··· Extracted entries
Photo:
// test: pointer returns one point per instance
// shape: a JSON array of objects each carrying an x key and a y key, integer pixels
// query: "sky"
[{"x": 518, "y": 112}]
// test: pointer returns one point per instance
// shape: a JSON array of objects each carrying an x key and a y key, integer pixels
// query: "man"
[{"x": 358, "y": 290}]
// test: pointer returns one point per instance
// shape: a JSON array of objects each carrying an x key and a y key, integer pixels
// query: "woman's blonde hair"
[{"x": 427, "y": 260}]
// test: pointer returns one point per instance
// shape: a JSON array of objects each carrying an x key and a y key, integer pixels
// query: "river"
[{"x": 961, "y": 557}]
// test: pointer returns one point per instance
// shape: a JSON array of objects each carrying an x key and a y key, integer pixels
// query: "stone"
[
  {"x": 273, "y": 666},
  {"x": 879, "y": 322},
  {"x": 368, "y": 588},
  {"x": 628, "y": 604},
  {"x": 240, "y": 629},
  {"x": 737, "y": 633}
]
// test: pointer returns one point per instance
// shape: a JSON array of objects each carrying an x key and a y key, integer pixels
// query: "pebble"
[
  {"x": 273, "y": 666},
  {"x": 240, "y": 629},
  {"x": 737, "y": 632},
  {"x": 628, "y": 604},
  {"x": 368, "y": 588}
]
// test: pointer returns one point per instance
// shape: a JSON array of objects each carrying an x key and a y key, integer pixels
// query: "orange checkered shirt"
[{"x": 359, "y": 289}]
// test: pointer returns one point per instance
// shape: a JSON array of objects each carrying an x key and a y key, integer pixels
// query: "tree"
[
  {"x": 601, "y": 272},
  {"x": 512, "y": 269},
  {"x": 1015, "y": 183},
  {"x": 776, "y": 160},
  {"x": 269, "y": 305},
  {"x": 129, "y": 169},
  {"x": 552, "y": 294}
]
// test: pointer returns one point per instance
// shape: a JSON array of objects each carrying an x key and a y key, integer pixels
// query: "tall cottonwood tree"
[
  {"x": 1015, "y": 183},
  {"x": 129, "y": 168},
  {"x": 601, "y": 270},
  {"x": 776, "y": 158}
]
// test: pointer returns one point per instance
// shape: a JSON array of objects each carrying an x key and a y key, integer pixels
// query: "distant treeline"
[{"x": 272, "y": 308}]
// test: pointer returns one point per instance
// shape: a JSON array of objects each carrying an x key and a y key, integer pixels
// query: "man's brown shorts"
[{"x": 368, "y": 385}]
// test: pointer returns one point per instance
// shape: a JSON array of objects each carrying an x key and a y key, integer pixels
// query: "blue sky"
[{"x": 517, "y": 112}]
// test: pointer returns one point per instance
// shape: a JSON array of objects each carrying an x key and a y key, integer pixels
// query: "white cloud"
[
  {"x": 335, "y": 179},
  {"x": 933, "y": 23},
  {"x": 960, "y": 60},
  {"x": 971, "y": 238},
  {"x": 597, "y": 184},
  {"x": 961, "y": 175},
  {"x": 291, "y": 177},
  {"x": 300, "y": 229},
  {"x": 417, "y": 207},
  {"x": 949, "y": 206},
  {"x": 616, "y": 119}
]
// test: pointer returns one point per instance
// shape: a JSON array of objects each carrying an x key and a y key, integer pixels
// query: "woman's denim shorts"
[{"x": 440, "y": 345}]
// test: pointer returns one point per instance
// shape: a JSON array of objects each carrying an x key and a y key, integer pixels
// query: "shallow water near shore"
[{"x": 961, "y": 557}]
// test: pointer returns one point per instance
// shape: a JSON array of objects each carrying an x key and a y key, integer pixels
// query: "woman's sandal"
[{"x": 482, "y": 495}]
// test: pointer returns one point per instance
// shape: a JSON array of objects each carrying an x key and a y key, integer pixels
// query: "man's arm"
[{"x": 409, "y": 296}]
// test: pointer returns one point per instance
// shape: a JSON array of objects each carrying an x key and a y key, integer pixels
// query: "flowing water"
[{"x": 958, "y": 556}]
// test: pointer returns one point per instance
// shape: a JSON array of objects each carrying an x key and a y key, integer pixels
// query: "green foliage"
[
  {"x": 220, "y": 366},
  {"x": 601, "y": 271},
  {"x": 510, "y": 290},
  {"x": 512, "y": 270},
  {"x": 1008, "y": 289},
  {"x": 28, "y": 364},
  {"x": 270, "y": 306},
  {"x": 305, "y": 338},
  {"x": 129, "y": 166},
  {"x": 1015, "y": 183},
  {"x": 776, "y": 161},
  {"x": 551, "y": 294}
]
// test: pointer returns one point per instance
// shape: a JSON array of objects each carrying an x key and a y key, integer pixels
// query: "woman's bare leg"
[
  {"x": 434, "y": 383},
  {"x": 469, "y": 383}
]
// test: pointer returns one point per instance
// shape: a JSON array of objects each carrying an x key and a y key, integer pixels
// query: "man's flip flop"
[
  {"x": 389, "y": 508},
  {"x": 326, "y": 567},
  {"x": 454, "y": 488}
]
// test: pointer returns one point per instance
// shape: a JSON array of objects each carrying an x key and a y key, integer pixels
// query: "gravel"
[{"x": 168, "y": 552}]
······
• **Work item**
Write out the data above once more, exactly as it reads.

• **Expected answer**
Photo:
// test: pointer returns one point per instance
// shape: a JSON array of objects each carrying an x key and a y key, integer pixels
// query: "sky"
[{"x": 518, "y": 112}]
// test: pointer returns one point per instance
// shape: a JSON array of objects each carrying an x key and a y key, integer pixels
// query: "man"
[{"x": 358, "y": 290}]
// test: pointer returns one point per instance
// shape: a JSON array of objects each carrying an x key and a y key, integer pixels
// query: "woman's blonde hair"
[{"x": 427, "y": 260}]
// test: pointer returns one point per instance
// shape: a JSON array of objects each carrying an x key and a y key, integer pixels
// query: "river"
[{"x": 961, "y": 557}]
// test: pointer returns one point per instance
// shape: a JSON array of objects each carrying an x key and a y key, integer pixels
// query: "stone"
[
  {"x": 273, "y": 666},
  {"x": 879, "y": 322},
  {"x": 368, "y": 588},
  {"x": 628, "y": 604},
  {"x": 240, "y": 629},
  {"x": 737, "y": 633}
]
// test: pointer returns one point per instance
// shape: a JSON array of objects each carrying an x key and a y key, integer pixels
// query: "pebble"
[
  {"x": 273, "y": 666},
  {"x": 240, "y": 629},
  {"x": 737, "y": 632},
  {"x": 628, "y": 604},
  {"x": 368, "y": 588}
]
// test: pointer returns one point per instance
// shape: a JSON array of objects each carrying an x key and a y key, integer pixels
// query: "orange checkered shirt"
[{"x": 359, "y": 289}]
// test: pointer returns one point per instance
// shape: a JSON array of objects each carrying an x key and a y key, integer pixels
// query: "tree"
[
  {"x": 601, "y": 272},
  {"x": 512, "y": 269},
  {"x": 1015, "y": 183},
  {"x": 776, "y": 160},
  {"x": 269, "y": 305},
  {"x": 129, "y": 169},
  {"x": 552, "y": 294}
]
// test: pointer returns one point per instance
// shape: a JSON array of objects each carrying an x key and a y key, integer pixels
// query: "tall cottonwood tree"
[
  {"x": 1015, "y": 183},
  {"x": 129, "y": 168},
  {"x": 601, "y": 270},
  {"x": 776, "y": 158}
]
// test: pointer returns one point per instance
// shape: a JSON array of objects each carrying an x key and a y key, integer pixels
// query: "distant treeline"
[{"x": 272, "y": 308}]
// test: pointer returns one point per instance
// shape: a JSON array of objects each carrying an x key and a y key, integer pixels
// query: "man's brown shorts"
[{"x": 368, "y": 385}]
// test: pointer returns one point per instance
// shape: a JSON array of objects each carrying an x key and a y key, integer pixels
// query: "blue sky"
[{"x": 517, "y": 112}]
// test: pointer returns one point per instance
// shape: a JSON array of objects each carrying an x key and a y key, integer pixels
// query: "white cloud"
[
  {"x": 335, "y": 179},
  {"x": 933, "y": 23},
  {"x": 960, "y": 60},
  {"x": 971, "y": 238},
  {"x": 597, "y": 184},
  {"x": 961, "y": 175},
  {"x": 291, "y": 177},
  {"x": 300, "y": 229},
  {"x": 417, "y": 207},
  {"x": 949, "y": 206},
  {"x": 616, "y": 119}
]
// test: pointer returns one point per instance
// shape: a JSON array of objects each carrying an x key and a y key, integer pixels
// query: "woman's denim shorts"
[{"x": 440, "y": 345}]
// test: pointer returns one point per instance
// shape: a JSON array of objects each carrying an x key and a y key, integer pixels
// query: "shallow water near shore"
[{"x": 961, "y": 557}]
// test: pointer returns one point per instance
// shape: a JSON array of objects each carrying an x key and a y key, integer pixels
// query: "woman's sandal"
[{"x": 482, "y": 495}]
// test: pointer returns one point per instance
// shape: a JSON array of objects each carrying an x key and a y key, integer pixels
// query: "man's arm"
[{"x": 409, "y": 296}]
// test: pointer returns one point per instance
// shape: a JSON array of objects each carrying an x key and a y key, integer pixels
// query: "flowing water"
[{"x": 958, "y": 556}]
// test: pointer returns one point per instance
// shape: a JSON array of objects each carrying an x key and a y key, integer pixels
// query: "green foliage"
[
  {"x": 220, "y": 366},
  {"x": 601, "y": 271},
  {"x": 510, "y": 290},
  {"x": 512, "y": 270},
  {"x": 1008, "y": 289},
  {"x": 28, "y": 364},
  {"x": 270, "y": 306},
  {"x": 305, "y": 338},
  {"x": 129, "y": 166},
  {"x": 1015, "y": 183},
  {"x": 776, "y": 161},
  {"x": 551, "y": 294}
]
// test: pointer returns one point per instance
// shape: a JSON array of objects each carrying an x key and a y key, integer pixels
// query: "woman's bare leg"
[
  {"x": 434, "y": 383},
  {"x": 469, "y": 383}
]
// test: pointer returns one point per instance
// shape: a JSON array of objects each carrying an x key and a y key, integer pixels
// query: "man's flip flop"
[
  {"x": 389, "y": 508},
  {"x": 326, "y": 567},
  {"x": 454, "y": 488}
]
// test: pointer returns one point per instance
// shape: a JSON array of objects each carrying an x key and a y key, integer pixels
// query: "gravel"
[{"x": 168, "y": 552}]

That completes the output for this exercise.